— start Source —

Q: What were you doing? You arrived there, and you have arms control on your plate, but obviously you're just one part of a machine. What else was in your portfolio?

BOHLEN: Endless briefing papers for the Secretary, for Marshall Schulman, for George Vest who was the Assistant Secretary for European Affairs, for Bill Luers who was our Deputy Assistant Secretary. That then, as today, occupied a great deal of one's time. And then there were endless meetings. The European Bureau was obviously not the originator of arms control proposals, but I went to all the other agency meetings. It was actually a good specialty to have because it brought me in touch with a lot of people from other bureaus and a lot of people from other agencies as well. I loved the Geneva experience. That was great fun.

Q: On the Washington side, what role did ACDA—Arms Control and Disarmament Agency—play at that time?

BOHLEN: Paul Warnke was head of it by that time. [Ed: Warnke succeeded Iklé and served from 1977 to 1978.] He was on it… I can't remember when it was that he was on it… He was head of some of the delegations that I went on, the SALT delegation to start with and also the chemical weapons and the Comprehensive Test Ban. He was a very powerful force within the State Department. He had Vance's ear. He was a very controversial figure, and he resigned… when did he resign?… I think when Carter reversed himself and decided to authorize the B-1 bomber. He was a wonderful man whether one agreed with him or not.

Q: Did you find that he used you? I realize you were relatively junior, but did he work well with the Soviet Bureau Office?

BOHLEN: He did. He didn't work directly with me except when I was on his delegation, but ACDA partly because I'd worked there before, so I knew all the people. I had very good relations with him. We were all committed to doing this treaty. Then we went out to Geneva and Paul was really a very inclusive as head of Delegation. ACDA has never really had a lot of clout. It was a body that was mandated, whose creation was mandated by Congress, and it had very strong support in Congress. Within the administration, it was never a player that could rival the Defense Department or the State Department. In a way the dynamics of the inter-agency consensus was that the Defense Department held up the far right and sometimes supported by the CIA and sometimes not. Then far left was ACDA, so the State Department could be in the middle. Once ACDA ceased to exist, then the State Department moved to the far left.

Q: With the Defense Department, were there many joint meetings with them?

BOHLEN: There were endless inter-agency meetings. I remember particularly I used to go to all of the NSC meetings which were chaired by Jim Thompson who is now head of RAND, and this was sort of the working level. I remember Walt Slocum represented the Defense Department. I was one of two State Department people who used to go. There were endless discussions, and particularly towards the end when the criticism was mounting and the opposition was becoming old and very deciferous to the Defense Department was reflecting some of this to some degree. There were some very hard decisions to be taken, so that was interesting.

— end Source —
— start Information provided —

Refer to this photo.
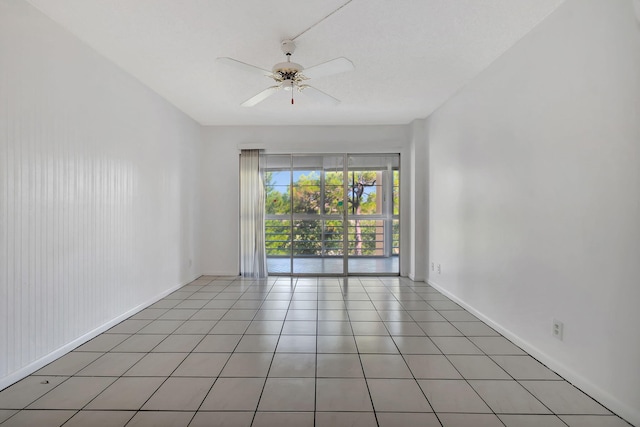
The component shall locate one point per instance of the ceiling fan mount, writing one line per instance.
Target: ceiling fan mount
(290, 75)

— end Information provided —

#### Given problem A:
Reproduce the interview from "BOHLEN: Endless briefing" up to and including "was great fun.", substituting "Vienna" for "Geneva".
#### Given problem B:
According to the interview, what position did George Vest hold?
The data were drawn from a separate source unrelated to the interview.

#### Full solution A:
BOHLEN: Endless briefing papers for the Secretary, for Marshall Schulman, for George Vest who was the Assistant Secretary for European Affairs, for Bill Luers who was our Deputy Assistant Secretary. That then, as today, occupied a great deal of one's time. And then there were endless meetings. The European Bureau was obviously not the originator of arms control proposals, but I went to all the other agency meetings. It was actually a good specialty to have because it brought me in touch with a lot of people from other bureaus and a lot of people from other agencies as well. I loved the Vienna experience. That was great fun.

#### Full solution B:
Assistant Secretary for European Affairs